Editorial

Lakeside Country Club Meets Hurricane Harvey

Craig Meyer CEC, CCA, AAC

Lakeside Country Club Meets Hurricane Harvey

and the show must go on …

Craig Meyer CEC, CCA, AAC
Executive Chef
Lakeside Country Club

Craig Meyer CEC, CCA, AACOn Saturday August 26th, 2017, Hurricane Harvey made landfall dumping over 50 inches of rain in Houston, Texas and the surrounding area. By Monday August 28th, 2017, reservoirs holding water throughout Harris County experienced 6 inches of run-off water per hour. That evening, the Army Corps of Engineers began a controlled release of the water in an attempt to manage flood levels and reduce the risk of dam structural failure. One of the largest releases happened – and without warning.  And it became a night few of us who live in Houston will ever forget.

Lakeside Country Club is situated along Buffalo Bayou, downstream from the two reservoirs that began releasing water simultaneously. The flood water not only filled the basement of the club; it left up to five feet of water in the main floor of the clubhouse. According to Craig Schaner, CCM, the clubs General Manager, after the water receded and clean up began; it was apparent that Lakeside was in a serious long-term situation, to put it mildly. Craig and his management team working together with the Board of Directors began the task at hand.

After confirming the safety of members and staff, our members immediately rallied to help the club itself, and to help all of us.  Management’s first meeting was held outside of our Grounds Maintenance building, one of the very few dry areas on property. Immediately we began a very minimal food and beverage operation on the parking lot of our fitness center. In an impressive six weeks after the flood, the Grounds Maintenance staff had the golf course ready to play. The clubhouse had been revived in case membership decided to renovate the original structure. The Board made the difficult decision to try to operate Lakeside at a break-even … which meant laying off 100 plus employees. Through the hard work and determination of our HR department, we found jobs and leads for all of those employees laid off who wanted to remain in Houston and work.

Food and beverage was moved near our golf cart staging area. While in this location, we had a little time to contemplate our next move and the membership decided to scrape and rebuild the clubhouse. The Food and Beverage team decided to use two of Lakeside’s tennis courts for a two-year dining structure and kitchen operation. We purchased one large enclosed tent for membership family dining and a second tent for a Men’s Grill. For the kitchen, I decided a portable self-sufficient kitchen unit was not our best option. As attractive as the concept seemed, I felt they limited production and possible large revenue dollars later. Instead, we installed two large event tents that could easily accommodate our equipment needs and provide ventilation. Our intention was to cook under these open tents; however, we had several other factors to consider. What level of food and service could we do? What did our members expect? What hours of operation would we be open? Were the Wine Dinners, the Easter Buffet, and other major events even possible? Based on the answers to our questions, we had to figure out what equipment to purchase; as well as what equipment was of any value in the new clubhouse after the rebuild.

▶ _Stated goal_: Copy the editorial on Lakeside Country Club and Hurricane Harvey from "Lakeside Country Club is" up to and including "task at hand.", replacing "Board of Directors" with "Board of Governors".

Saved data entries:
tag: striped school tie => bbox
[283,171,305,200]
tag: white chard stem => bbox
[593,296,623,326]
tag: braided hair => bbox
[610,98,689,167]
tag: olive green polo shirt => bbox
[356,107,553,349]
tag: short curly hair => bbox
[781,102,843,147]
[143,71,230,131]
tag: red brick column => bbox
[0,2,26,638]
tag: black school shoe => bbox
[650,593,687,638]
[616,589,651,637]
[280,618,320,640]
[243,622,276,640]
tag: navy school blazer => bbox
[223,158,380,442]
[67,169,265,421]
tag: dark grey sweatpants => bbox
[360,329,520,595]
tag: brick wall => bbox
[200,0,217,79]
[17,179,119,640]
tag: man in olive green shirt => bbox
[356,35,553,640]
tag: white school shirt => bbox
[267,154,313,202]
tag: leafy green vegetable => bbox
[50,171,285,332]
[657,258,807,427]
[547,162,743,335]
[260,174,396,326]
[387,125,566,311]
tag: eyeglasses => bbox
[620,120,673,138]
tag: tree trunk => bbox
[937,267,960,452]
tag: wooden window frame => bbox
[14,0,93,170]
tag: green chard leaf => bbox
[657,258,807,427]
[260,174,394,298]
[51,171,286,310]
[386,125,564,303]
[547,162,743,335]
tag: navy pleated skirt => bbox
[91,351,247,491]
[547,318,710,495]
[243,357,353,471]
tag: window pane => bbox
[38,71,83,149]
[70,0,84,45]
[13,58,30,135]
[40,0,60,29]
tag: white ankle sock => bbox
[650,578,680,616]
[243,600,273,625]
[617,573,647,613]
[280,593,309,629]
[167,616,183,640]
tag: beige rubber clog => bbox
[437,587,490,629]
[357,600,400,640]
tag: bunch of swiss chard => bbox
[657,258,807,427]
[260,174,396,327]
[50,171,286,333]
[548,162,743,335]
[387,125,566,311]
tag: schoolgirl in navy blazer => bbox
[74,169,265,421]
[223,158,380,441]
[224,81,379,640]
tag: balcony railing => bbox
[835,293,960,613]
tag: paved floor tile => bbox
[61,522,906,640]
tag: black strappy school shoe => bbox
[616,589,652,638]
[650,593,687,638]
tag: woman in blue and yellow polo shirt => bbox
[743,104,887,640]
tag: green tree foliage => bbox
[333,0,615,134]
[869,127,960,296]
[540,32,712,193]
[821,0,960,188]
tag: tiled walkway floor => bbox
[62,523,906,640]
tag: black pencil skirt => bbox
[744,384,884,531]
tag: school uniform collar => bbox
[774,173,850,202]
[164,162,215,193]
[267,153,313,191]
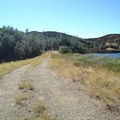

▶ _Exercise answer_:
Lakeside Country Club is situated along Buffalo Bayou, downstream from the two reservoirs that began releasing water simultaneously. The flood water not only filled the basement of the club; it left up to five feet of water in the main floor of the clubhouse. According to Craig Schaner, CCM, the clubs General Manager, after the water receded and clean up began; it was apparent that Lakeside was in a serious long-term situation, to put it mildly. Craig and his management team working together with the Board of Governors began the task at hand.